Entries shown
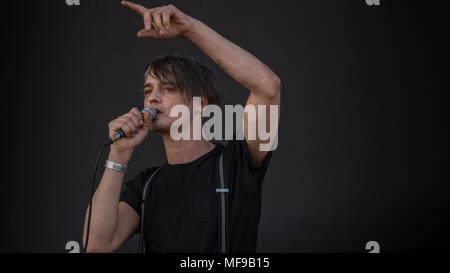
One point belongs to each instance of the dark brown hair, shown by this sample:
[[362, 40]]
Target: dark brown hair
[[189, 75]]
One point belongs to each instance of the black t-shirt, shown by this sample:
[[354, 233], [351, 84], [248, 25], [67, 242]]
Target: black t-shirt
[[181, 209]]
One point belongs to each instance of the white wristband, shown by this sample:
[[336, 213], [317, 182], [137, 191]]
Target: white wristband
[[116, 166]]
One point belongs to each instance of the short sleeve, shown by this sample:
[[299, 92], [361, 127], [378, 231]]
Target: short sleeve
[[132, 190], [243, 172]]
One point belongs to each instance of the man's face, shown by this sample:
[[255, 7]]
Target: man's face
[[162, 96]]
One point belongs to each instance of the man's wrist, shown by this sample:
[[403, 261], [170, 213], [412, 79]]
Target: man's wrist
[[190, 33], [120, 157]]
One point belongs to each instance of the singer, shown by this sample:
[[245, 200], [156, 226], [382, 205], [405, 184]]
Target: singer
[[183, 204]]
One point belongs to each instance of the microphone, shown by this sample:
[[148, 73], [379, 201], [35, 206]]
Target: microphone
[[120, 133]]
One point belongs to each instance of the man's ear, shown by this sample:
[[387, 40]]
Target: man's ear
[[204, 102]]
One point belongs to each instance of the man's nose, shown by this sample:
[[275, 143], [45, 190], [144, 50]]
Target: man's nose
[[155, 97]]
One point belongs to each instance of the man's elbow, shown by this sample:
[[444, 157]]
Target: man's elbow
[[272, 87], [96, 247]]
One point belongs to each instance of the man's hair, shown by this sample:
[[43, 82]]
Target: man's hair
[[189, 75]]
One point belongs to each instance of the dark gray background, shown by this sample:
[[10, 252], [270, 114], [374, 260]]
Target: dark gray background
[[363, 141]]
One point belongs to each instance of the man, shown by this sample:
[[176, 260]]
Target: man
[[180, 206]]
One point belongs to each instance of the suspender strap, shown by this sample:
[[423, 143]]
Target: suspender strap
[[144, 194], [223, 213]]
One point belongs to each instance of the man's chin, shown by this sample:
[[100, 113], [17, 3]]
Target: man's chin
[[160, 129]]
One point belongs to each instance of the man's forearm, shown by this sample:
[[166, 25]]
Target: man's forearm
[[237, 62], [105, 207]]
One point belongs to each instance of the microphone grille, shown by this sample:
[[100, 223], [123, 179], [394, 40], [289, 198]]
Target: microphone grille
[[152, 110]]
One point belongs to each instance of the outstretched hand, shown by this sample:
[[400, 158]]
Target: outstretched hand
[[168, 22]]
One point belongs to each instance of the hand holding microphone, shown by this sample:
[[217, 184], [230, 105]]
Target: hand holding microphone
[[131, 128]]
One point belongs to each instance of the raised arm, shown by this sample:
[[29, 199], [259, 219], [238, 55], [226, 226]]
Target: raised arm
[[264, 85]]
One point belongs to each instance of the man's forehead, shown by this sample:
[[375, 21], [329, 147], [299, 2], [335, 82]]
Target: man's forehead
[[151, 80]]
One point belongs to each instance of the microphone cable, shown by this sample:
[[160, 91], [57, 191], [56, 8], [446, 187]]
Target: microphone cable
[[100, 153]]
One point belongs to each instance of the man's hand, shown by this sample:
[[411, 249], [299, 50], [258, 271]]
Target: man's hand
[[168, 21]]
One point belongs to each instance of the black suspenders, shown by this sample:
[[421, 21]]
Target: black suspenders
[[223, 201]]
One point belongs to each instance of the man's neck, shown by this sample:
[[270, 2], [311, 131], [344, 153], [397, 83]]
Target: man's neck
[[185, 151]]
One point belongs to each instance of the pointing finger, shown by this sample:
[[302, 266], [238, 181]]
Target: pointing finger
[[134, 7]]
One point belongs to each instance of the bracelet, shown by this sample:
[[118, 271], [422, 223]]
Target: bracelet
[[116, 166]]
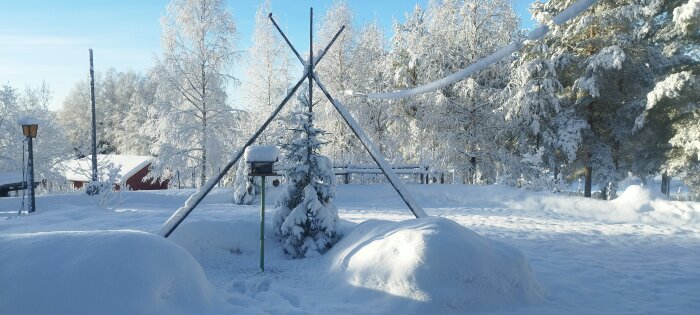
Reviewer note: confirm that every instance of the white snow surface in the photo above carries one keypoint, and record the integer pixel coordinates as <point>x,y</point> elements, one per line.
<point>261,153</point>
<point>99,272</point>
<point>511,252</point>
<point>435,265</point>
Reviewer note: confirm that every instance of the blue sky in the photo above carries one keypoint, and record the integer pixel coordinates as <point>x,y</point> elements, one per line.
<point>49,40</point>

Problem statement
Rewrite all of the entries above with "shown by this sample" swapped for "as in this sample" and everything else unchanged. Leave the pictures out.

Answer to this task
One point belongs to each instance of the dark brown hair, as in this sample:
[[362, 40]]
Target: dark brown hair
[[189, 75]]
One point belongs to each instance of the black t-shirt, as in this sample:
[[354, 233], [351, 84], [248, 25], [67, 242]]
Target: black t-shirt
[[181, 209]]
One point belongs to each instance of the white wristband, as in this sample:
[[336, 213], [317, 182], [137, 191]]
Target: white wristband
[[116, 166]]
One point belongs to each instance of the short sleeve, as in this sample:
[[299, 92], [361, 127], [378, 231]]
Target: short sleeve
[[132, 190], [243, 172]]
One point belongs to each instance of the man's face, as in this sample:
[[255, 7]]
Target: man's face
[[162, 96]]
One point belongs to each instance of the man's wrist, as in this sample:
[[403, 261], [170, 213], [412, 79]]
Target: man's wrist
[[190, 33], [120, 157]]
One point belongs to each instance of the singer, as in this sample:
[[245, 200], [156, 226], [382, 205], [405, 184]]
Target: singer
[[183, 204]]
One point belongs to each instance of the microphone, as in this sample:
[[148, 73], [379, 201], [35, 206]]
Target: microphone
[[120, 133]]
One point belongs to each instance of the man's ear, as in this sample:
[[387, 40]]
Target: man's ear
[[204, 102]]
One point belongs to each instance of the man's nose, as in this sample:
[[275, 143], [45, 190], [144, 50]]
Target: man's nose
[[155, 97]]
One point belongs to each instance of the man's elbow, as in this sample:
[[444, 157]]
Target: man's elbow
[[272, 87], [96, 247]]
One point belongs to each instance of the man's hair, as in this sample:
[[43, 82]]
Target: man's hair
[[189, 75]]
One point belongs to each instance of the dark gray background, as in this sample:
[[10, 252], [270, 114], [374, 260]]
Target: dark gray background
[[363, 141]]
One point belongs to each instance of the man, as in this sample:
[[176, 260]]
Target: man
[[180, 206]]
One point belongs to each instance of the suspender strap, as in this sample:
[[423, 143]]
Target: suspender strap
[[144, 194], [223, 213]]
One point belongs to each instance of the man's chin, as in this sample:
[[100, 113], [17, 3]]
Target: man's chin
[[160, 129]]
One point belongs to each instance of the man's forearm, as in this sample:
[[166, 25]]
Target: man's forearm
[[237, 62], [105, 207]]
One point belongs to each instance of the microphone grille, as in this sample:
[[100, 223], [123, 179], [394, 40], [289, 198]]
Target: microphone grille
[[152, 110]]
One point belongs to each instance of the outstretched hand, as in this sample:
[[400, 158]]
Target: outstretched hand
[[168, 22]]
One point belongs to each instance of the hand holding microphone, as in this sample:
[[217, 184], [230, 105]]
Target: hand holding microphone
[[131, 128]]
One point belongs to each instance of the raised arm, as in this sample:
[[29, 199], [259, 219], [238, 55], [226, 226]]
Target: raised arm
[[264, 85]]
One point belongs to each instance of the man's forehead, as in this sample:
[[375, 21], [329, 147], [299, 2], [335, 82]]
Target: man's forehead
[[151, 80]]
One point belongs to each instance of the microphone cable, as in this sample:
[[160, 91], [57, 191], [56, 8], [446, 187]]
Target: microphone cable
[[100, 153]]
One point belongs to each instance of the man's hand, as in this sample:
[[411, 249], [299, 50], [258, 271]]
Target: man's hand
[[168, 21]]
One point belongs to each instance of the black suspenders, as in this sample:
[[421, 21]]
Target: black suspenders
[[223, 201]]
One point belongs to each instance of the man's neck, as in this sample:
[[270, 2], [311, 131], [344, 153], [397, 83]]
Target: man's neck
[[185, 151]]
One point belongs to each instance of the pointing finger, as in this sample:
[[302, 266], [238, 181]]
Target: pointing finger
[[134, 7]]
One point belongs to each instance of the bracelet, as in this sample:
[[118, 271], [422, 223]]
Target: bracelet
[[116, 166]]
Reviewer note: confirm that every instance of the white snow surface in the photo above carries one keypoint, and record the integer pixel coordinates as <point>x,y</point> elements, one per line.
<point>261,153</point>
<point>99,272</point>
<point>511,252</point>
<point>435,265</point>
Reviewer note: confirm that every instance of the blue sky in the photo above carries one keypoint, and record the integer pixel coordinates as <point>x,y</point> elements, one per line.
<point>49,40</point>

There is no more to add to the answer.